>> Start Provided material
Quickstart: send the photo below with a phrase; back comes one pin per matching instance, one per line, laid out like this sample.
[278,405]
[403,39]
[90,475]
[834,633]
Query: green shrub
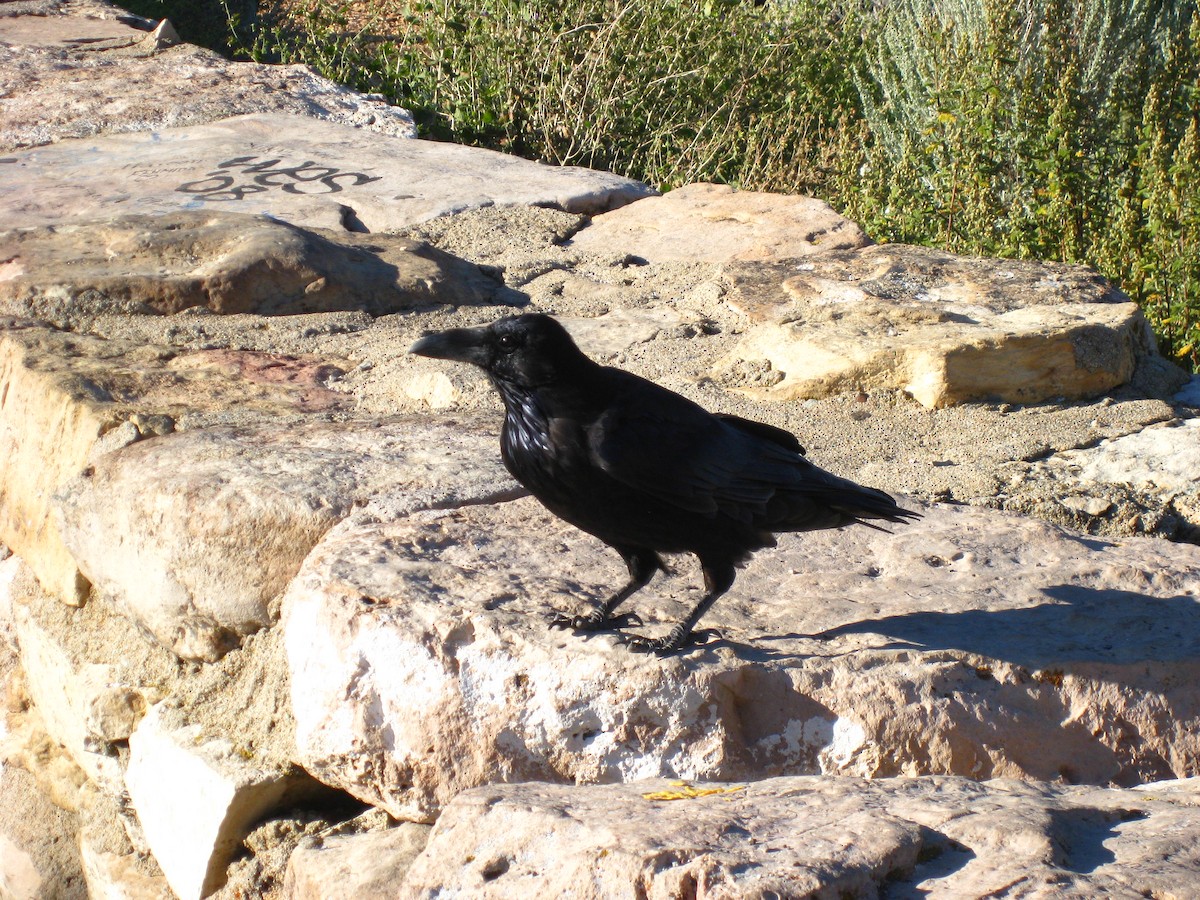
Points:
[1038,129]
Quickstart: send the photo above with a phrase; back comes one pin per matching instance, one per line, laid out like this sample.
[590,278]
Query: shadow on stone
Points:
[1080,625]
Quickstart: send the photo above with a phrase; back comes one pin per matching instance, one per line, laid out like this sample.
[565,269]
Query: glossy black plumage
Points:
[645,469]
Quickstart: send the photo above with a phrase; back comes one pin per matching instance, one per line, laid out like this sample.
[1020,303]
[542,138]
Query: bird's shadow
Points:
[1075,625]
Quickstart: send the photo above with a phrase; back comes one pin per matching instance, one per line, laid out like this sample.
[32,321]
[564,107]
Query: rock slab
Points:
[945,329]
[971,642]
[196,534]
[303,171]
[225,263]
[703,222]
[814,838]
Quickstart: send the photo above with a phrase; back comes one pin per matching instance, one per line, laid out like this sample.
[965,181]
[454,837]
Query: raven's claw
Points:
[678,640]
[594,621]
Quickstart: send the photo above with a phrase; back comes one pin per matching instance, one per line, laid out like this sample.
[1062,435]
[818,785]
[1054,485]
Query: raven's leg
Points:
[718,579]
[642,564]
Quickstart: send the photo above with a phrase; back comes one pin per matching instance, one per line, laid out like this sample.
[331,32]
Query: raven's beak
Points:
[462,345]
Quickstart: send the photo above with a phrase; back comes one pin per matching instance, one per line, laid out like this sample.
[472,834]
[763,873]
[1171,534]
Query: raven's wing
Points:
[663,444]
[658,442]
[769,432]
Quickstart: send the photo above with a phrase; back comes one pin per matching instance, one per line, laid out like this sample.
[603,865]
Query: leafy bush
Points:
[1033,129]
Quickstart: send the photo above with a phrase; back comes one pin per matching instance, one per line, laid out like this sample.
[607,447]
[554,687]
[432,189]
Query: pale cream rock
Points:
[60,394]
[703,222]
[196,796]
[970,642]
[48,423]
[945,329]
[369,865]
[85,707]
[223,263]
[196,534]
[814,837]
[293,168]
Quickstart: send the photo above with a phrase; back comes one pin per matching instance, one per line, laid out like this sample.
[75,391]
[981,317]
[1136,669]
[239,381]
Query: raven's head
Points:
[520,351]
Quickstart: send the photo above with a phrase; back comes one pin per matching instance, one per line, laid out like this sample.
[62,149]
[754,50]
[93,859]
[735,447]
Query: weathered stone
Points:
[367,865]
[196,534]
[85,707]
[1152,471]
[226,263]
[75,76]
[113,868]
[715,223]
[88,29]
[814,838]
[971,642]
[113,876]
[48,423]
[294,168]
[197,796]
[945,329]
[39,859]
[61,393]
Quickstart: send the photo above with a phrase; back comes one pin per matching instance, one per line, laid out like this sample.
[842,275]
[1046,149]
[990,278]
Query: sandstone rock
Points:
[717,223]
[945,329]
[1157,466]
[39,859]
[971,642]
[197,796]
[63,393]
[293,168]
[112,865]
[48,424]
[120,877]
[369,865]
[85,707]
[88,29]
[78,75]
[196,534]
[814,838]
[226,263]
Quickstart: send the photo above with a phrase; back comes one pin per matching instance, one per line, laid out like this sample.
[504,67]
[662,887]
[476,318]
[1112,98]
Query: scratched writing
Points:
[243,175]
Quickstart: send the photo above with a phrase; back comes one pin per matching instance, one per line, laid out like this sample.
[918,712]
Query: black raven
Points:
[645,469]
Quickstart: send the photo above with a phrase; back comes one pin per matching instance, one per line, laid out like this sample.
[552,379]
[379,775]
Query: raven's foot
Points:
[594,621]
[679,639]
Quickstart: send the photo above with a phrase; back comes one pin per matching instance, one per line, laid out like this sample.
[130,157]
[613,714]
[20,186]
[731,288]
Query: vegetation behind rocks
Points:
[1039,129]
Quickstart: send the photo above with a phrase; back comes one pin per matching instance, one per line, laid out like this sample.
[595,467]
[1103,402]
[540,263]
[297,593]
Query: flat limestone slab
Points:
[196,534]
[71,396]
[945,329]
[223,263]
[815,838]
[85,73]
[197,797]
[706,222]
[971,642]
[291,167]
>> End Provided material
>> Start Provided material
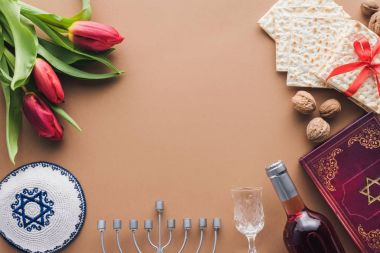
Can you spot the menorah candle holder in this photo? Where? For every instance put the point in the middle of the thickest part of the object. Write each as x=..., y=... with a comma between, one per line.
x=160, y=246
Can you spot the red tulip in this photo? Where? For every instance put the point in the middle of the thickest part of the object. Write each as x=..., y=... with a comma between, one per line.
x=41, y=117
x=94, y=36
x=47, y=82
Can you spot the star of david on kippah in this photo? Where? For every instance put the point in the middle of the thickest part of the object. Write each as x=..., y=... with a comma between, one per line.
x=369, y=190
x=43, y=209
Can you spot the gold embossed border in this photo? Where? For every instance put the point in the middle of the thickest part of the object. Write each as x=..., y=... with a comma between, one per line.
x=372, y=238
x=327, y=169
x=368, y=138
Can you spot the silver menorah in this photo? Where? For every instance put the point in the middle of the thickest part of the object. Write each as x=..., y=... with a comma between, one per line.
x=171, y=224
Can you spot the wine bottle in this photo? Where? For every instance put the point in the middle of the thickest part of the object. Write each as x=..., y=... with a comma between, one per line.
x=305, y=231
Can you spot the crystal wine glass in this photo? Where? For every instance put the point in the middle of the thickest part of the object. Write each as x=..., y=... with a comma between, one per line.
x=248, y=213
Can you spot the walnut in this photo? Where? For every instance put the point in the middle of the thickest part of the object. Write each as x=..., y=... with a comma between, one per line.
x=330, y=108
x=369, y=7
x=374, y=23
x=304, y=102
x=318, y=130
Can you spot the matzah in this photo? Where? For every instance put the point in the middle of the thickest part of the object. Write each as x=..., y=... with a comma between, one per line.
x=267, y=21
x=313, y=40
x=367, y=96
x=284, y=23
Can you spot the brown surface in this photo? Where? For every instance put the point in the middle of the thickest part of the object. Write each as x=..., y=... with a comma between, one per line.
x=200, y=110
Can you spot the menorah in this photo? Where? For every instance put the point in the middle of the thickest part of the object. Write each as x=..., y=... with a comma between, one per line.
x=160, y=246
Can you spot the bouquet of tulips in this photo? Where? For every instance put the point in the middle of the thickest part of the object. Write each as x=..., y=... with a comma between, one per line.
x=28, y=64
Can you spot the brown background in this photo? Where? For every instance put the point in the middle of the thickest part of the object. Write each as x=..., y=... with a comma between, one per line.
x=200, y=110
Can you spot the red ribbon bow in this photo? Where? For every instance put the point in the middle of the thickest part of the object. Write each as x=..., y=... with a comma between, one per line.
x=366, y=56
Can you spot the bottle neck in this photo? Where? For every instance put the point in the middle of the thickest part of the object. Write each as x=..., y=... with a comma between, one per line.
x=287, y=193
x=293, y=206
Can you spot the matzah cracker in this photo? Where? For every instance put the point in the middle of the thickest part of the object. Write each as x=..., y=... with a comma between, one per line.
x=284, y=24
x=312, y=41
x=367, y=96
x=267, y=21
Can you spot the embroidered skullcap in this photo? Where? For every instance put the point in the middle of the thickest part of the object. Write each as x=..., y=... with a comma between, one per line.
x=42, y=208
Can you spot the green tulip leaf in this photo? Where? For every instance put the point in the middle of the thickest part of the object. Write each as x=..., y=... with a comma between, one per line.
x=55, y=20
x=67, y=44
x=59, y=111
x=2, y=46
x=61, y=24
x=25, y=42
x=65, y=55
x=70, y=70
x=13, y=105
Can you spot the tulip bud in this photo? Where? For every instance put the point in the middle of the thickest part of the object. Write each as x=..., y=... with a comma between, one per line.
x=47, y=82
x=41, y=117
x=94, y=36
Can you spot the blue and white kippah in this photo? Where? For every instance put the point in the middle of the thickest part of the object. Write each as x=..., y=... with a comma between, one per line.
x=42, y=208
>> End Provided material
>> Start Provided material
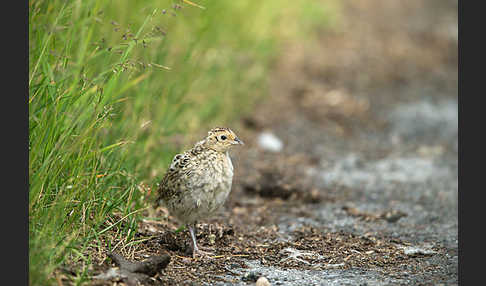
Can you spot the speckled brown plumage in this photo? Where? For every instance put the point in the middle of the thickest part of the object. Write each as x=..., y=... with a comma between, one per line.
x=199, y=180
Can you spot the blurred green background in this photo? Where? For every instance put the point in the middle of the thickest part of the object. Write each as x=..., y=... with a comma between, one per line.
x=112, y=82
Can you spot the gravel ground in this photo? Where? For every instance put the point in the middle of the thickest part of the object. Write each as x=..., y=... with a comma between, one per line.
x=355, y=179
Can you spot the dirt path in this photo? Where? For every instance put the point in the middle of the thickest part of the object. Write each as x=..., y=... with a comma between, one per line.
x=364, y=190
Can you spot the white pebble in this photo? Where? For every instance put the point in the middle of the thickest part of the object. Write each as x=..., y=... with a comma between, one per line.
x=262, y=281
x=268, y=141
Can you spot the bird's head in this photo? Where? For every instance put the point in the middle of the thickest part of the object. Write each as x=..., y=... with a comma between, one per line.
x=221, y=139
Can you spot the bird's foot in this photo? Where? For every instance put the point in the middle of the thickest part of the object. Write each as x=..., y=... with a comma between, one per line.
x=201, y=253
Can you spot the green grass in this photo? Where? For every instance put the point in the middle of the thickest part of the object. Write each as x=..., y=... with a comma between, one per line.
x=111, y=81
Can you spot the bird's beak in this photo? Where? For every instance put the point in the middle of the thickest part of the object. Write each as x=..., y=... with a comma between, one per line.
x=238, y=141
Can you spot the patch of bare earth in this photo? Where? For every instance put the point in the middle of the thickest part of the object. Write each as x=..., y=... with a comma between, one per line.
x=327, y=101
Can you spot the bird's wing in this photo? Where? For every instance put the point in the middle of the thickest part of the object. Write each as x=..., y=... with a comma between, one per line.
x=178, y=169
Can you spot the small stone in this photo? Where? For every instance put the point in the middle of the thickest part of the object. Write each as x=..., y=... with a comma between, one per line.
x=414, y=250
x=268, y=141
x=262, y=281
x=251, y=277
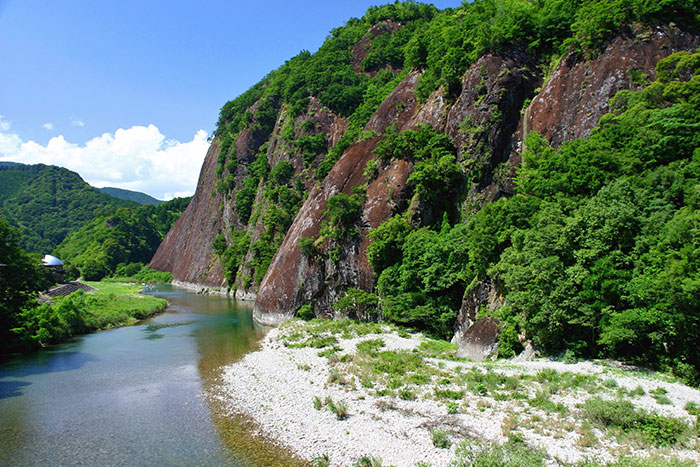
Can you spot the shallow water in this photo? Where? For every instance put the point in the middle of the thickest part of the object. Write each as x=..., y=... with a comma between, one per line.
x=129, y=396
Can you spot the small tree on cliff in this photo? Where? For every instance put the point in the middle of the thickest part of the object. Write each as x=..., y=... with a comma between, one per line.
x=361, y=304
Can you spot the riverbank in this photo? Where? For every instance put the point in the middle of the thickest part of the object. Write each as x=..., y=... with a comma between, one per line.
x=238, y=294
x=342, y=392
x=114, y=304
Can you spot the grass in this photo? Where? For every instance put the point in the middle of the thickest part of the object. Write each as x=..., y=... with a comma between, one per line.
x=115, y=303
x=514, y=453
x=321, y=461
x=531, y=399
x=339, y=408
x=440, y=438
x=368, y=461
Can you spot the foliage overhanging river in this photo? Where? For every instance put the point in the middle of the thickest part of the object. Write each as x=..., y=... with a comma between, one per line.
>> End Provided material
### Task to complete
Rewrite everything in the data above from the line containing "Can you spot the red ribbon" down to the line containing "x=366, y=56" as a Markdown table, with a "No." column numbering each row and a "Text" column holding the line. Skip any blank lines.

### Written solution
| No. | Text |
|---|---|
| 1 | Can you spot the red ribbon bow in this photo? Where? For every instance put the point in the middle of the thickest part of the object. Write each as x=..., y=... with a comma between, one per line. |
| 2 | x=366, y=56 |